§ **Document**
* begin *

FIG. 8 illustrate an example process 800 performed by the CIM tensor core, in accordance with various embodiments. In some implementations, one or more process blocks of FIG. 8 may be performed by a device.
As shown in FIG. 8, process 800 may include receiving a sparse tensor for computation, where the sparse tensor is represented by (1) a condensed tensor using high-precision (HP) bits to represent high-magnitude tensor data of the sparse tensor, and (2) low-precision (LP) bits representing all tensor data of the sparse tensor (block 810). For example, the device may receive a sparse tensor for computation, where the sparse tensor is represented by (1) a condensed tensor using HP bits to represent high-magnitude tensor data of the sparse tensor, and (2) LP bits to represent all tensor data of the sparse tensor, as described above.
As also shown in FIG. 8, process 800 may include distributing the sparse tensor to a plurality of processing units (PUs), where: the plurality of PUs are organized in a 2-dimensional (2D) mesh network, each of the plurality of PUs may include a first circuit configured for LP computation, and in a subset of the plurality of PUs is located at a central region of the 2D mesh network, each of the subset of PUs further may include, in addition to the first circuit, a second circuit configured for HP computation (block 820). For example, the device may distribute the sparse tensor to a plurality of processing units (pus), where: the plurality of pus are organized in a 2-dimensional (2d) mesh network, each of the plurality of pus may include a first circuit configured for LP computation, and in a subset of the plurality of PUs is located at a central region of the 2d mesh network, each of the subset of pus further may include, in addition to the first circuit, a second circuit configured for HP computation, as described above.
As further shown in FIG. 8, process 800 may include obtaining a result of the LP computation from the first circuits of the plurality of PUs and a result of the HP computation from the second circuits of the subset of PUs at the central region of the 2D mesh network (block 830). For example, the device may obtain a result of the LP computation from the first circuits of the plurality of PUs and a result of the HP computation from the second circuits of the subset of PUs at the central region of the 2d mesh network, as described above.

* end *

§ **Brief A**
Rewrite the text on the CIM tensor core between "FIG. 8 illustrate" and "by a device.", inclusive, putting "processor" in place of "device".
§ **Brief B**
In the text on the CIM tensor core, where in the 2D mesh network is the subset of PUs with the second circuit for HP computation located?
§ **Brief C**
Continue the text on the CIM tensor core from the point where it stops.
The entries after this point are separate material and not part of the text on the CIM tensor core.

§ **Record excerpts**

* begin *

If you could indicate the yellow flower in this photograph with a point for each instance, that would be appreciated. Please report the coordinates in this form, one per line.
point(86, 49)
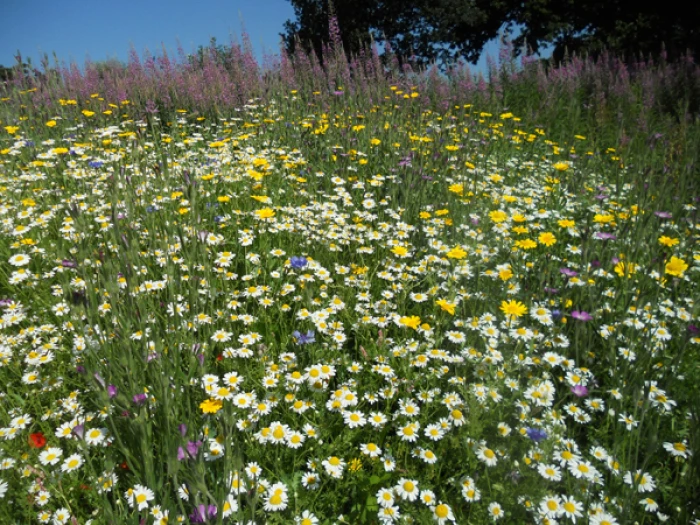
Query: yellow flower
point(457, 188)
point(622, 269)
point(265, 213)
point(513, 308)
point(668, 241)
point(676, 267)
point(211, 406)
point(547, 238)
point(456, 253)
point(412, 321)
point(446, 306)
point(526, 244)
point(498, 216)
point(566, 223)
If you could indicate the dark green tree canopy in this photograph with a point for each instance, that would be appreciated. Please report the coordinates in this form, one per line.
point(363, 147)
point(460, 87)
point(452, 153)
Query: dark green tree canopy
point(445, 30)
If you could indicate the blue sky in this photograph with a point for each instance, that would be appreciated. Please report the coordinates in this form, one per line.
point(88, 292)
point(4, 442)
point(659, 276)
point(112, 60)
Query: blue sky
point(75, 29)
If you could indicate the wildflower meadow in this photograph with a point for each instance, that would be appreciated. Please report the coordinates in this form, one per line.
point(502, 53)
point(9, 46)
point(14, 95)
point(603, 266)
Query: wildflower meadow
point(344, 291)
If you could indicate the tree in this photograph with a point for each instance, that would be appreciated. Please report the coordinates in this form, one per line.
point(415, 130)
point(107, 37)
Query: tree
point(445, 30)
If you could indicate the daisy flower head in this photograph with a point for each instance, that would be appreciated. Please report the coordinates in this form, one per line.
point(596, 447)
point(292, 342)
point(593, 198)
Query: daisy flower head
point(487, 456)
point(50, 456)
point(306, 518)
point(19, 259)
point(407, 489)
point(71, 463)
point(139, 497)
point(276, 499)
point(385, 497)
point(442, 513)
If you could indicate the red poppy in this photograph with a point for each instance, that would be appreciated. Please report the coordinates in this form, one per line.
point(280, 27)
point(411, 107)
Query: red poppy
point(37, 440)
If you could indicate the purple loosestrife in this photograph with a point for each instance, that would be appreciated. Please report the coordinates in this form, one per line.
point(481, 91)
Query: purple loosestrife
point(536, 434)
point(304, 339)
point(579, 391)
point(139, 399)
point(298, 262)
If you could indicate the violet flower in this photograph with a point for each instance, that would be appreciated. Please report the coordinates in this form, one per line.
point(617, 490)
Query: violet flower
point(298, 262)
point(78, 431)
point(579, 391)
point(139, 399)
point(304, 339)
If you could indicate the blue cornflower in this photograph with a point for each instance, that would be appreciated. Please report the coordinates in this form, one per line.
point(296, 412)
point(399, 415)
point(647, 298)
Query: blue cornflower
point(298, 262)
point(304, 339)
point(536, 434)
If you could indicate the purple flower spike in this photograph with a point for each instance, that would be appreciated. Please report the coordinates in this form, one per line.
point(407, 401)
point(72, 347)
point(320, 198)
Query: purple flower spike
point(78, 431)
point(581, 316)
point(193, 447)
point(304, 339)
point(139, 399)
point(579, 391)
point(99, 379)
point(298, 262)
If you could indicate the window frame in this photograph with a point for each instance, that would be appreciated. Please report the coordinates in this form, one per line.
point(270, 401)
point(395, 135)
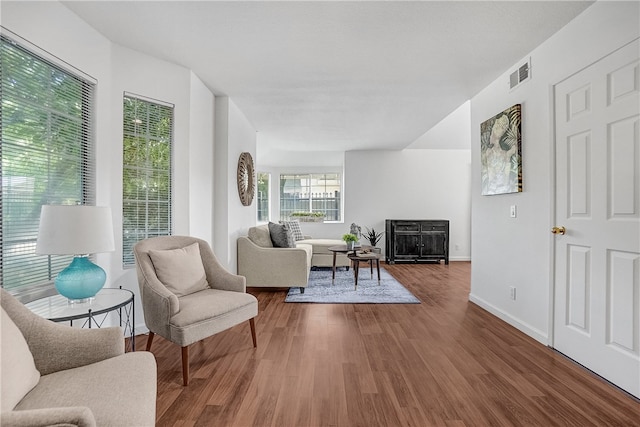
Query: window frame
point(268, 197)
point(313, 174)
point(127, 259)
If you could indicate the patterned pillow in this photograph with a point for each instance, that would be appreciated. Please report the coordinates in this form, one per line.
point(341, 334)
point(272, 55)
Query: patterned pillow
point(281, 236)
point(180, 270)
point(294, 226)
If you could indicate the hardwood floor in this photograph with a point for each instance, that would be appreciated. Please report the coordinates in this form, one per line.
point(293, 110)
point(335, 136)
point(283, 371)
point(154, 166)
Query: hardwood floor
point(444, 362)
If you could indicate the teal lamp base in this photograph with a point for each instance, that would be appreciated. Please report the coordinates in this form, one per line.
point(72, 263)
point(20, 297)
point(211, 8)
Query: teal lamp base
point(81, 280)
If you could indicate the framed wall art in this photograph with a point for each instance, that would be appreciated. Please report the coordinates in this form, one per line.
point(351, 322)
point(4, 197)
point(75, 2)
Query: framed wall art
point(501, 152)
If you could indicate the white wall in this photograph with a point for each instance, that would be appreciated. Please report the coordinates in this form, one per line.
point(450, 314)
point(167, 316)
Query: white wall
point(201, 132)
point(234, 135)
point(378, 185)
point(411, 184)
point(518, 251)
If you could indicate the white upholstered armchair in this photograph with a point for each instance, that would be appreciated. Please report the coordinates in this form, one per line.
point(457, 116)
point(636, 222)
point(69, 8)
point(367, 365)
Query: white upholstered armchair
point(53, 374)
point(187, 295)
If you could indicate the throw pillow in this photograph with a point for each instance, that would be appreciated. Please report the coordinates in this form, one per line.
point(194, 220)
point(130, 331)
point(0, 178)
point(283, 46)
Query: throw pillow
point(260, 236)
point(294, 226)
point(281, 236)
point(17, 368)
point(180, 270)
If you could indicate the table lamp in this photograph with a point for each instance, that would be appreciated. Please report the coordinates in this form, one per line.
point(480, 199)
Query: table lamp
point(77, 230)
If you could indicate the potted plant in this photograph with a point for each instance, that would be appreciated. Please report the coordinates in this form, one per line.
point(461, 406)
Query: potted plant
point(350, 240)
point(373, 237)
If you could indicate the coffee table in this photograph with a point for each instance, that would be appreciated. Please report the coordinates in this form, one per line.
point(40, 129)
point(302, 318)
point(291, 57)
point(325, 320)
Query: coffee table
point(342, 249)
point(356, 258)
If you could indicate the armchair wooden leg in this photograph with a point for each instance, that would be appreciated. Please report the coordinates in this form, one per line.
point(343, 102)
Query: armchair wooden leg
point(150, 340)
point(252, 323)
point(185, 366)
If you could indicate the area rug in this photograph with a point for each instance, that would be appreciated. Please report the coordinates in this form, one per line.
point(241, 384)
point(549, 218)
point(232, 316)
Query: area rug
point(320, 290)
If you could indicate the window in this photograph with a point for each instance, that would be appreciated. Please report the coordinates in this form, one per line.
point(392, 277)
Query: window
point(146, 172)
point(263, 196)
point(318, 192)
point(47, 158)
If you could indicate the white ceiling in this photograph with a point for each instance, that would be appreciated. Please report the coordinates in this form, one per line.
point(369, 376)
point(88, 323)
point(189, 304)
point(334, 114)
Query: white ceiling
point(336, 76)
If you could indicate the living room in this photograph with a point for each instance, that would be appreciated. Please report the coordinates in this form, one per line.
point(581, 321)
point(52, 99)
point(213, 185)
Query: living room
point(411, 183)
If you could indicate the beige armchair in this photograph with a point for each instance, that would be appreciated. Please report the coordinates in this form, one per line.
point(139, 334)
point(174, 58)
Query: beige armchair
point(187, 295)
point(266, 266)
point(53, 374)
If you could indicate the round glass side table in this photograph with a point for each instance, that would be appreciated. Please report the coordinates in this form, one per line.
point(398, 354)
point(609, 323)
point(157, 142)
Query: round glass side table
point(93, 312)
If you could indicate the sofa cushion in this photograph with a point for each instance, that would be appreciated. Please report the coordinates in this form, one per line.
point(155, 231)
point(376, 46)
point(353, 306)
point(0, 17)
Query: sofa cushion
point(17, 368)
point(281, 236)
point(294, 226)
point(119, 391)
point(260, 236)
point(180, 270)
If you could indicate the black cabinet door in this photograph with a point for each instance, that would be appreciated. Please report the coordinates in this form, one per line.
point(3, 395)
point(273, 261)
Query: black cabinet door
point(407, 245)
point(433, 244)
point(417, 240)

* end *

§ **Exercise answer A**
FIG. 8 illustrate an example process 800 performed by the CIM tensor core, in accordance with various embodiments. In some implementations, one or more process blocks of FIG. 8 may be performed by a processor.

§ **Exercise answer B**
At the central region of the 2D mesh network.

§ **Exercise answer C**
As also shown in FIG. 8, process 800 may include generating an output tensor based on the result of the LP computation and the result of the HP computation (block 840). For example, the device may generate an output tensor based on the result of the LP computation and the result of the hp computation, as described above.
Process 800 may include additional implementations, such as any single implementation or any combination of implementations described below and/or in connection with one or more other processes described elsewhere herein. In a first implementation, the distributing the sparse tensor to the plurality of PUs may include: distributing the condensed tensor to the second circuits of the subset of PUs in the central region of the 2D mesh network for the HP computation; and distributing the LP bits to the first circuits of the plurality of PUs in the 2D mesh network for LP computation.
In a second implementation, alone or in combination with the first implementation, the 2D mesh network further may include: a center adder circuit located in the center of the 2D mesh network, connected to the quartet of innermost PUs in the 2D mesh network, where: the center adder circuit may include: an HP scaling register that stores an HP scaling parameter; an LP scaling register that stores an LP scaling parameter; an HP vector multiplier coupled to the HP scaling register; an LP vector multiplier coupled to the LP scaling register; and a vector adder coupled to the HP vector multiplier and the LP vector multiplier.
In a third implementation, alone or in combination with the first and second implementation, the generating the output tensor based on the result of the LP computation and the result of the HP computation may include: feeding the result of the LP computation and the result of the HP computation to the center adder circuit; generating, using the LP vector multiplier, a scaled result of the LP computation by applying the LP scaling parameter from the LP scaling register; generating, using the HP vector multiplier, a scaled result of the HP computation by applying the HP scaling parameter from the HP scaling register; and accumulating, using the vector adder, the scaled result of the LP computation and the scaled result of the HP computation to obtain the output tensor.
Although FIG. 8 shows example blocks of process 800, in some implementations, process 800 may include additional blocks, fewer blocks, different blocks, or differently arranged blocks than those depicted in FIG. 8. Additionally, or alternatively, two or more of the blocks of process 800 may be performed in parallel.
The performance of certain of the operations may be distributed among the processors, not only residing within a single machine, but deployed across a number of machines. In some example embodiments, the processors or processor-implemented engines may be located in a single geographic location (e.g., within a home environment, an office environment, or a server farm). In other example embodiments, the processors or processor-implemented engines may be distributed across a number of geographic locations.
Each of the processes, methods, and algorithms described in the preceding sections may be embodied in, and fully or partially automated by, code modules executed by one or more computer systems or computer processors comprising computer hardware. The processes and algorithms may be implemented partially or wholly in application-specific circuit.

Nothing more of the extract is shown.